--- begin TEXT PASSAGE ---
Originally Posted On: vice.com

High schoolers are weighing the benefits of blue-collar trades at a time when well-paying jobs—and no debt—are hard to pass up.

This story appears in VICE Magazine’s Power and Privilege Issue. Click HEREto subscribe.

On a recent Wednesday morning, about 20 students at Queens Technical High School marched into a supply closet and retrieved what looked, to an outsider, like silver suitcases. They sat back down at the classroom’s U-shaped table arrangement and opened what were in fact “advanced cable trainers,” kits containing the cables and wire cutters they’d be working with throughout their senior year. Meanwhile, their teacher, David Abreu, began to lecture them about what it’s like out “in industry”—the vocational school term for the proverbial “real world.”

“When you go out there, there’s no reason why anyone should be sitting on mommy’s couch, eating cereal, and watching cartoons or a telenovela,” he told the teens, who were mostly male. “There’s tons of construction, and there’s not enough people. So they’re hiring from outside of New York City. They’re getting people from the Midwest. I love the accents, but they don’t have enough of you.”

He asked the class if anyone could name the most common delay announcement on New York City’s notoriously beleaguered subway system. A hand with pink fingernails promptly shot into the air.
--- end TEXT PASSAGE ---
--- begin DATASET CONTENT ---
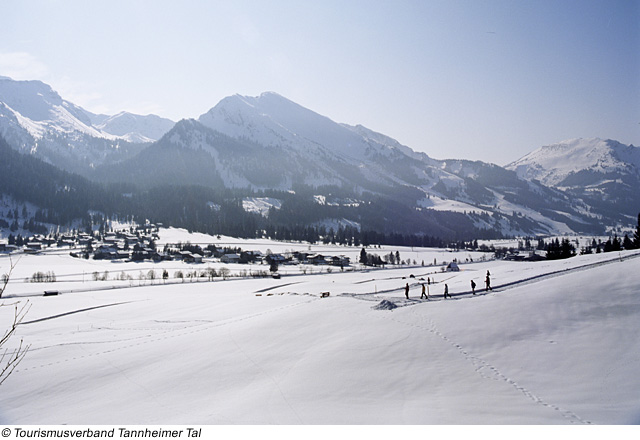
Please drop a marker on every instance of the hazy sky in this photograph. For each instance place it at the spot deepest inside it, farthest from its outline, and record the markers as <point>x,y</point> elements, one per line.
<point>481,80</point>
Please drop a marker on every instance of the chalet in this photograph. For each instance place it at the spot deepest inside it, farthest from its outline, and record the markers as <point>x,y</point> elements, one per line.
<point>230,258</point>
<point>316,259</point>
<point>8,248</point>
<point>188,257</point>
<point>340,260</point>
<point>277,258</point>
<point>250,256</point>
<point>33,246</point>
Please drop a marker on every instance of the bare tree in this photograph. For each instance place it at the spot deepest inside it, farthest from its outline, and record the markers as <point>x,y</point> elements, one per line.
<point>6,276</point>
<point>10,358</point>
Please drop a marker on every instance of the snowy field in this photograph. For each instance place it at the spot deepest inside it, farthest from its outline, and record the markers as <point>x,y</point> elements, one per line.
<point>553,343</point>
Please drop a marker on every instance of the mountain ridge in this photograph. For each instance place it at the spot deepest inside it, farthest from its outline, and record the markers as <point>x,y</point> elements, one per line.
<point>269,142</point>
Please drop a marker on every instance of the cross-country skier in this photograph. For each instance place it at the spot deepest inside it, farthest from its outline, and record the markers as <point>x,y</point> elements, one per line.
<point>487,282</point>
<point>424,292</point>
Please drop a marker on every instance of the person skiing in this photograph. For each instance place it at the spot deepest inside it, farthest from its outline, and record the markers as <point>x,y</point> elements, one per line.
<point>487,282</point>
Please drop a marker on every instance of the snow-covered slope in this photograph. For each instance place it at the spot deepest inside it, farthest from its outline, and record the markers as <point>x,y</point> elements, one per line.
<point>604,173</point>
<point>552,164</point>
<point>301,146</point>
<point>36,120</point>
<point>136,128</point>
<point>560,348</point>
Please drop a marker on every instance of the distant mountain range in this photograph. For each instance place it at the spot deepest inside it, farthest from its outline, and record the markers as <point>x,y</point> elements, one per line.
<point>36,120</point>
<point>269,143</point>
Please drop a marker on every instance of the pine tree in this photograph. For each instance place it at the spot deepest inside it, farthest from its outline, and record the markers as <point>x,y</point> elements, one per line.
<point>363,256</point>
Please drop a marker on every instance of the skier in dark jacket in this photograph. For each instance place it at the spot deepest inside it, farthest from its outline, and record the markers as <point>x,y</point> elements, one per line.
<point>487,282</point>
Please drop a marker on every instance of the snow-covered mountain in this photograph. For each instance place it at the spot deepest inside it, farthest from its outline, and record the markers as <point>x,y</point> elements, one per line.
<point>270,142</point>
<point>134,128</point>
<point>602,172</point>
<point>557,164</point>
<point>36,120</point>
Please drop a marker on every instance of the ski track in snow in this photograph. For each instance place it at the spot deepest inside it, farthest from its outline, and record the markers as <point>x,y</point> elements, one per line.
<point>168,334</point>
<point>402,302</point>
<point>494,373</point>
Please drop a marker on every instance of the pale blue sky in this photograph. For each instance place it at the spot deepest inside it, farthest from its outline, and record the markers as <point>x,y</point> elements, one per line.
<point>480,80</point>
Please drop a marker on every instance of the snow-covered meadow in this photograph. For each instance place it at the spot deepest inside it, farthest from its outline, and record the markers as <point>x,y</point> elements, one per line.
<point>553,343</point>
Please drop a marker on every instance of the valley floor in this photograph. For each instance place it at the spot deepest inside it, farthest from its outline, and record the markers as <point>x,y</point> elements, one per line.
<point>552,343</point>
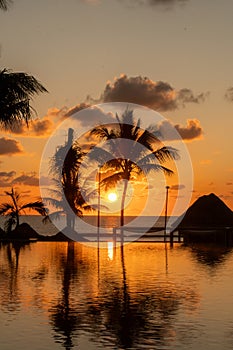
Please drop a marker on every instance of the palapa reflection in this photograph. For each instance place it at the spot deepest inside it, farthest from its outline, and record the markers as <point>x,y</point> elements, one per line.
<point>126,317</point>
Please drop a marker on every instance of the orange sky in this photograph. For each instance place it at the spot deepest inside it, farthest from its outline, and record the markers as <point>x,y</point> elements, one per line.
<point>80,50</point>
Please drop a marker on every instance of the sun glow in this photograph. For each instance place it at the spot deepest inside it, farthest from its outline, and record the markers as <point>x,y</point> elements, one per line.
<point>112,196</point>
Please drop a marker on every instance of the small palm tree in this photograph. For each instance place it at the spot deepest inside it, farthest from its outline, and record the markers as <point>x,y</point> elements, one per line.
<point>13,209</point>
<point>16,91</point>
<point>131,160</point>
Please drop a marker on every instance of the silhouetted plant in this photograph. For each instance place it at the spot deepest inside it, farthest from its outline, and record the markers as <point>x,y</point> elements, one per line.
<point>16,91</point>
<point>13,209</point>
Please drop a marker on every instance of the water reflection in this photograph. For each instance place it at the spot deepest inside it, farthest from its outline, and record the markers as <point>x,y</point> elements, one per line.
<point>210,255</point>
<point>131,297</point>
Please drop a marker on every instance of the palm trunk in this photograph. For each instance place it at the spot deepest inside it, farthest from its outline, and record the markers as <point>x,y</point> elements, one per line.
<point>12,194</point>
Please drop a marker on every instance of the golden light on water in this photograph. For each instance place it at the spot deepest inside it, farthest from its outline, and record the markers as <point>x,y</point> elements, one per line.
<point>112,196</point>
<point>110,250</point>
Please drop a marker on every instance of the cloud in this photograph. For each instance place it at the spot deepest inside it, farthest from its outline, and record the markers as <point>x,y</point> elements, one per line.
<point>10,146</point>
<point>229,94</point>
<point>36,128</point>
<point>177,187</point>
<point>191,131</point>
<point>91,116</point>
<point>24,179</point>
<point>144,91</point>
<point>6,178</point>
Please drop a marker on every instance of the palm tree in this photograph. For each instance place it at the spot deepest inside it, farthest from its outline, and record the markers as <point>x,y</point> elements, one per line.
<point>68,197</point>
<point>132,161</point>
<point>15,208</point>
<point>4,4</point>
<point>16,91</point>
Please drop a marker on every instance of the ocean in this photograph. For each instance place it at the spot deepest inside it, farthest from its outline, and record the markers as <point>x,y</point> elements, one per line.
<point>106,223</point>
<point>59,295</point>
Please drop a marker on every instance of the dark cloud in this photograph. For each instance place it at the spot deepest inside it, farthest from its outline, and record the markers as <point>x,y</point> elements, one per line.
<point>140,90</point>
<point>29,180</point>
<point>6,178</point>
<point>45,181</point>
<point>41,127</point>
<point>191,131</point>
<point>89,116</point>
<point>10,146</point>
<point>187,96</point>
<point>37,127</point>
<point>144,91</point>
<point>79,107</point>
<point>177,187</point>
<point>229,94</point>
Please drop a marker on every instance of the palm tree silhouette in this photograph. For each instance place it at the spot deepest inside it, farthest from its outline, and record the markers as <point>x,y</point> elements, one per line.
<point>15,208</point>
<point>68,198</point>
<point>128,142</point>
<point>4,4</point>
<point>16,91</point>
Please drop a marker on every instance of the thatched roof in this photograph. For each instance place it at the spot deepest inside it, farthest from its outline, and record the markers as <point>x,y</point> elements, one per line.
<point>207,211</point>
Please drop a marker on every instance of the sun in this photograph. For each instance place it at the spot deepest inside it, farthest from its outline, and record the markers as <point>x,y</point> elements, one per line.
<point>112,196</point>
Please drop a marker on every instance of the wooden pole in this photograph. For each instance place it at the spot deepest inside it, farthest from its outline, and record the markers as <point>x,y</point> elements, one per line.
<point>166,205</point>
<point>98,217</point>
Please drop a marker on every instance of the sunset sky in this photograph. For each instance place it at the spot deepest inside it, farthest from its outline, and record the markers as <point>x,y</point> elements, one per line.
<point>173,56</point>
--- end DATASET CONTENT ---
§ **PROBLEM TO SOLVE**
Continue the article about students at Queens Technical High School from where it stops.

§ **ANSWER TO THIS PROBLEM**
“We’re sorrrrrry,” a girl with curly hair and ripped jeans mimicked, before sticking out her tongue. The room erupted in laughter.

“Signal problems,” corrected the teacher, himself a graduate of Queens Tech. “They don’t have enough technicians to keep things working properly. What they need is you.”

Abreu is a Queens Tech graduate, and his son is now a student at the school as well.

Abreu was onto something. As the Brookings Institution noted in 2017, participation in career and technical education (CTE) has declined for several decades. That was in part because of a lack of funding and the fact that many states implemented more stringent academic requirements. However, the growing belief that everyone should obtain a college education also surely played a part. The National Center for Education Studies found that the number of CTE credits earned by American high school students declined by 14 percent between 1990 and 2009.

But the jobs are still there. NPR reported in April that the pressure to attend a four-year college remained so strong in American society that many high-paying jobs in the trades were currently sitting empty. Melissa Burg, the principal of Queens Tech, insisted that New York City’s Department of Education and some savvy parents had taken note of this dynamic, increasingly regarding a bachelor’s degree as the new high school diploma.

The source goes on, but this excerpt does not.